## To do
Please retype the stretch of the court opinion from "Supreme Court of" through "procedure. G.S. 4-1.", keeping every word and mark unchanged.

## Supplied text
Supreme Court of North Carolina
Jun 1, 1949
230 N.C. 566 (N.C. 1949)

Opinion

Filed 16 June 1949.

1. Criminal Law 57d — The common law writ of error coram nobis to challenge the validity of petitioner's conviction for matters extraneous the record, is available under our procedure. G.S. 4-1.

2. Same: Constitutional Law 10d — The Supreme Court, in its supervisory power, has authority to entertain an application for permission to apply to the Superior Court for a writ of error coram nobis. Constitution of N.C., Art. IV, sec. 8.

3. Constitutional Law 34d — The appointment of counsel for a defendant charged with felonies less than capital is within the discretion of the trial court; but in prosecutions for capital offenses the appointment of counsel is mandatory. G.S. 15-4.

4. Criminal Law 57d : Constitutional Law 10d — Where verified petition for leave to apply to the Superior Court for writ of error coram nobis, the record in the cases in which petitioner was convicted, and habeas corpus proceedings instituted by him, make it appear that petitioner was confronted with indictments for capital offenses and indictments for felonies less than capital, and that the trial court failed to appoint counsel to represent him notwithstanding his alleged inability to employ counsel and his request for counsel, the petition will be allowed in respect of the capital felonies and denied in respect of the felonies less than capital upon such prima facie showing.

5. Same — Upon application to the Supreme Court for leave to apply to the Superior Court for writ of error coram nobis, the application will be allowed upon a prima facie showing, but the ultimate merits of petitioner's claim are for the trial court.

6. Criminal Law 57d — If the trial court denies petitioner's application for writ of error coram nobis it should find the facts, and petitioner should be returned to prison and be allowed to appeal as in other proceedings; if it grants the petition, the judgments should be vacated, the pleas stricken out or permitted to be withdrawn, and the cases restored to the docket for trial in accordance with law.

ORIGINAL application by Laurie D. Taylor, Jr., for leave to apply to the Superior Court of Pitt County for relief from judgments alleged to have been induced by factual and constitutional defects at the January Term, 1947.

J. C. B. Ehringhaus, Jr. (by Court appointment) for petitioner.

Attorney-General McMullan and Assistant Attorney-General Moody for the State.

R. Brookes Peters for State Highway and Public Works Commission.

## Excerpted records
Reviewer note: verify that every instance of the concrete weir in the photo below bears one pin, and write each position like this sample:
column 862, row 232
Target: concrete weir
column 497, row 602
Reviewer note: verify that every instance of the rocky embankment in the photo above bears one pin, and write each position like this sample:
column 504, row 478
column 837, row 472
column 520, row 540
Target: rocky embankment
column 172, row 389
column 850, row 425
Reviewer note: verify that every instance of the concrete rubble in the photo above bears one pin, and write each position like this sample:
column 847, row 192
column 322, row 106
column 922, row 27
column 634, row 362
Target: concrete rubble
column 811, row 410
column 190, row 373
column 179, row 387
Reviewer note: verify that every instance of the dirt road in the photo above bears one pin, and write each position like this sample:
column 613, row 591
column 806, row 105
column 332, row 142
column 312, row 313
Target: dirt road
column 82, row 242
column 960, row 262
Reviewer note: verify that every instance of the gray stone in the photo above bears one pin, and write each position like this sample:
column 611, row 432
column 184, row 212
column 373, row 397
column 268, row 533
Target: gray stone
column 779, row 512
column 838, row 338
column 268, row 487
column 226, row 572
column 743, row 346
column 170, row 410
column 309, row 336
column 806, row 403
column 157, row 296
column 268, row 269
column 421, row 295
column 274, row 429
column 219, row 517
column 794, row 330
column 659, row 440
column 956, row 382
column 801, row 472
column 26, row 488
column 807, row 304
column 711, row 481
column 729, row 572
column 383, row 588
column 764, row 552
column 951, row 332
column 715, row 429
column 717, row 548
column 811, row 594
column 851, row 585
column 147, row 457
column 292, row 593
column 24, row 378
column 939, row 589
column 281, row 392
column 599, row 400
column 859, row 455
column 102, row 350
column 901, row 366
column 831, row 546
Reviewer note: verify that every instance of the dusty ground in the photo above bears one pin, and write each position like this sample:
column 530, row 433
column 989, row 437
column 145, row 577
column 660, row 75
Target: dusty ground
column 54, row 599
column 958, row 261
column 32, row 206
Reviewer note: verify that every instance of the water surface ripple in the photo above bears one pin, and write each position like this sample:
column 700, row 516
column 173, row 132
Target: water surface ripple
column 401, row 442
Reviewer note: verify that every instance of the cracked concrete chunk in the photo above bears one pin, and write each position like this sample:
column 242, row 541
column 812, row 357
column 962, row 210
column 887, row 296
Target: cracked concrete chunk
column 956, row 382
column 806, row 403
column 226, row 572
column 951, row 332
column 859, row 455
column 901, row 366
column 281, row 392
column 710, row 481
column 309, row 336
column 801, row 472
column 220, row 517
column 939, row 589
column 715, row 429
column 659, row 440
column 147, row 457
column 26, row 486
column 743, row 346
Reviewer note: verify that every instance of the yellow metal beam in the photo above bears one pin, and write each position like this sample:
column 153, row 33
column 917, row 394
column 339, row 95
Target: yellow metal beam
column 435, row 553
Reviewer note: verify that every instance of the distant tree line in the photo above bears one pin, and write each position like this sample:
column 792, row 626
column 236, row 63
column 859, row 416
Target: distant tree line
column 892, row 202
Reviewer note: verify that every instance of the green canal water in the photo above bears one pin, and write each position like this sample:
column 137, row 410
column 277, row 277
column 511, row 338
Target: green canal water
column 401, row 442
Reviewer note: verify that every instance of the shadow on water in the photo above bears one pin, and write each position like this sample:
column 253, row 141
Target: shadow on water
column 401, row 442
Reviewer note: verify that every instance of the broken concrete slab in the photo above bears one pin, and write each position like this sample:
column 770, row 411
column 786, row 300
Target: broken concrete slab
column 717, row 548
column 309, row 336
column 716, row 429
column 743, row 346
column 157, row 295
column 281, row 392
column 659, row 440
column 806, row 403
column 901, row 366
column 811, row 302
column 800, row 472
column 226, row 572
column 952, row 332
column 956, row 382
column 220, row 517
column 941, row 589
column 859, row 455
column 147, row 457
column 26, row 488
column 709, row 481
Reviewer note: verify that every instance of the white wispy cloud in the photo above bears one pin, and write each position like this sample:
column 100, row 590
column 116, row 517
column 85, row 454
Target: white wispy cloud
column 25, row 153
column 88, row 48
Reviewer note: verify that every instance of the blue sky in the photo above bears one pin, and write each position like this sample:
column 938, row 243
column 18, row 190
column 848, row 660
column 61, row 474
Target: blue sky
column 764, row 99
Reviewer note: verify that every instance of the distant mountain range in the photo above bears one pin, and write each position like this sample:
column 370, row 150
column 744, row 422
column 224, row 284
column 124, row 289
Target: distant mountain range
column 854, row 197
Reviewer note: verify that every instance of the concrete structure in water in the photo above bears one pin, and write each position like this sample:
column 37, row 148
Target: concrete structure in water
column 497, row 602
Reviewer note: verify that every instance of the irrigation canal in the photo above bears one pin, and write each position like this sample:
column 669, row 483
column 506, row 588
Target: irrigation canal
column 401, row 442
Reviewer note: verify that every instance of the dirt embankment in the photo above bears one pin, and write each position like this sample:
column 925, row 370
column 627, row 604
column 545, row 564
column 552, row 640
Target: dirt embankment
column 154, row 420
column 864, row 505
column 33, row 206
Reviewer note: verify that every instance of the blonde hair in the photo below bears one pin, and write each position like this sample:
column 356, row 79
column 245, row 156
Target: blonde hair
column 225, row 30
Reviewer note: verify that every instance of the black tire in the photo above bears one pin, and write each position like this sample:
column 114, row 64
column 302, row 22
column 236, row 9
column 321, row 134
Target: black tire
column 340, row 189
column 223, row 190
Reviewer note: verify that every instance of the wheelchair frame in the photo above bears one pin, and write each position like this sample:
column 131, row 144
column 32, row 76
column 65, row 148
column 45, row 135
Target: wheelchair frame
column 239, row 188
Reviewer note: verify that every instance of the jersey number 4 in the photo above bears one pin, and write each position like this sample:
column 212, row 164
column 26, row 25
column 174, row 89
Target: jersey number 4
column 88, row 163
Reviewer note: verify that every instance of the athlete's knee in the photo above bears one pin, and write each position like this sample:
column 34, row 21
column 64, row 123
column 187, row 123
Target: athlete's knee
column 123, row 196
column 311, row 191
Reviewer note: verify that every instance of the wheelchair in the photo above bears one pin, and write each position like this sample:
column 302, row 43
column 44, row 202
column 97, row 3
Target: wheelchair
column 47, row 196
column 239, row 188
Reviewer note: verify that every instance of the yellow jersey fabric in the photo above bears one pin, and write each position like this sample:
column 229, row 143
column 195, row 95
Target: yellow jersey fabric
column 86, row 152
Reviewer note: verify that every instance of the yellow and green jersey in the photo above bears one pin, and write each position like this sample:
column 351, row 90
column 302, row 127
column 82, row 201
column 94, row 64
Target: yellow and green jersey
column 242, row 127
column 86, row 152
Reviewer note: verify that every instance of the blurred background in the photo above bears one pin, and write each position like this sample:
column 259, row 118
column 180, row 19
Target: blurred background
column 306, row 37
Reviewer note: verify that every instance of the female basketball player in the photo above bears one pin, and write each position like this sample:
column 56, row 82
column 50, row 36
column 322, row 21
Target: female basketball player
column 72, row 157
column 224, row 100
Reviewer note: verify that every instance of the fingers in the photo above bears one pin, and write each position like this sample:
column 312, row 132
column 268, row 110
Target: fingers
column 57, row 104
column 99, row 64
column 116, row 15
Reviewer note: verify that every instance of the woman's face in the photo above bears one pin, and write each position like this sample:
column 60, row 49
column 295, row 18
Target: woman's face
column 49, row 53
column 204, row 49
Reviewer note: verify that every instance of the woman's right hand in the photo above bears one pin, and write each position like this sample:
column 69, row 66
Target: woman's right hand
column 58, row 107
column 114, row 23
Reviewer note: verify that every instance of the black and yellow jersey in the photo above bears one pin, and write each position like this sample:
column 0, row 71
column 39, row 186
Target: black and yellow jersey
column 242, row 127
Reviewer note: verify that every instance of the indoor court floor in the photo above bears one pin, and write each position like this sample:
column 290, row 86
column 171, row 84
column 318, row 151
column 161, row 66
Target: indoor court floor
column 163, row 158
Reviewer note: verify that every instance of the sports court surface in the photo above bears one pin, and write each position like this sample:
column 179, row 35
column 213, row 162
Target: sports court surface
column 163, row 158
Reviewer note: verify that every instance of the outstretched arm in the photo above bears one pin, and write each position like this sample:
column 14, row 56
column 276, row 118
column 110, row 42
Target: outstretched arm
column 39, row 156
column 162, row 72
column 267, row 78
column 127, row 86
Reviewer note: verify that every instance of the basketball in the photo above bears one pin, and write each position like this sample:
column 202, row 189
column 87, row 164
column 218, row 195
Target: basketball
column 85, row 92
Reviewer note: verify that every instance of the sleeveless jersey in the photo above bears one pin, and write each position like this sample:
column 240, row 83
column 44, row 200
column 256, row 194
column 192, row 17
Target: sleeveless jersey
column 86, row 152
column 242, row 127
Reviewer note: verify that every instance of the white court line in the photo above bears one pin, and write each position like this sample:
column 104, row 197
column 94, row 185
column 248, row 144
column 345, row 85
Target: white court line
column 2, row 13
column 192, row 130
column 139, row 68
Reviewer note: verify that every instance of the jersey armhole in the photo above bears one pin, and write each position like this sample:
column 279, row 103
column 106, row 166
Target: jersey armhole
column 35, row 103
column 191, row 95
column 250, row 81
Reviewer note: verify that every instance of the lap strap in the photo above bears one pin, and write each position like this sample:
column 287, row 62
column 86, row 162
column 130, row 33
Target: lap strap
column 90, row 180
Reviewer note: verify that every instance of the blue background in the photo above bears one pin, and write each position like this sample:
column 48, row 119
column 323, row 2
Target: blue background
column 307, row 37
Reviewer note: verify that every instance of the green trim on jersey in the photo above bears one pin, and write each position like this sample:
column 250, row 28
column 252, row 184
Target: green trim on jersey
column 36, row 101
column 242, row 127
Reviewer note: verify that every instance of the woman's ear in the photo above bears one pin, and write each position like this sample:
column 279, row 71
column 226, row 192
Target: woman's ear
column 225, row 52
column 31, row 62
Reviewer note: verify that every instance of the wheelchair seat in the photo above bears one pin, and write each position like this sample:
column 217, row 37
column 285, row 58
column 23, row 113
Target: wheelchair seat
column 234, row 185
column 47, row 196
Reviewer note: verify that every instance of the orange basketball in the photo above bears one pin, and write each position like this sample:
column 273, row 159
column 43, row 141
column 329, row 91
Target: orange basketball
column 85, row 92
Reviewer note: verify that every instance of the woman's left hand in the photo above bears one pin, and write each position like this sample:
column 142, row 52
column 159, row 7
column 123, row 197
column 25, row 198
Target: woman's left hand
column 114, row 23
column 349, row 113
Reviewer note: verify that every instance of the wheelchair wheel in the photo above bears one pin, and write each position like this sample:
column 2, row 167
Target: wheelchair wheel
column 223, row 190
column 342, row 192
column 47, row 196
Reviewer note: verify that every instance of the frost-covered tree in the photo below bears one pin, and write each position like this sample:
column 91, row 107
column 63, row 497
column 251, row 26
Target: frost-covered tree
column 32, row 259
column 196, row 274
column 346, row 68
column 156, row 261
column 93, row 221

## Task answer
Supreme Court of North Carolina
Jun 1, 1949
230 N.C. 566 (N.C. 1949)

Opinion

Filed 16 June 1949.

1. Criminal Law 57d — The common law writ of error coram nobis to challenge the validity of petitioner's conviction for matters extraneous the record, is available under our procedure. G.S. 4-1.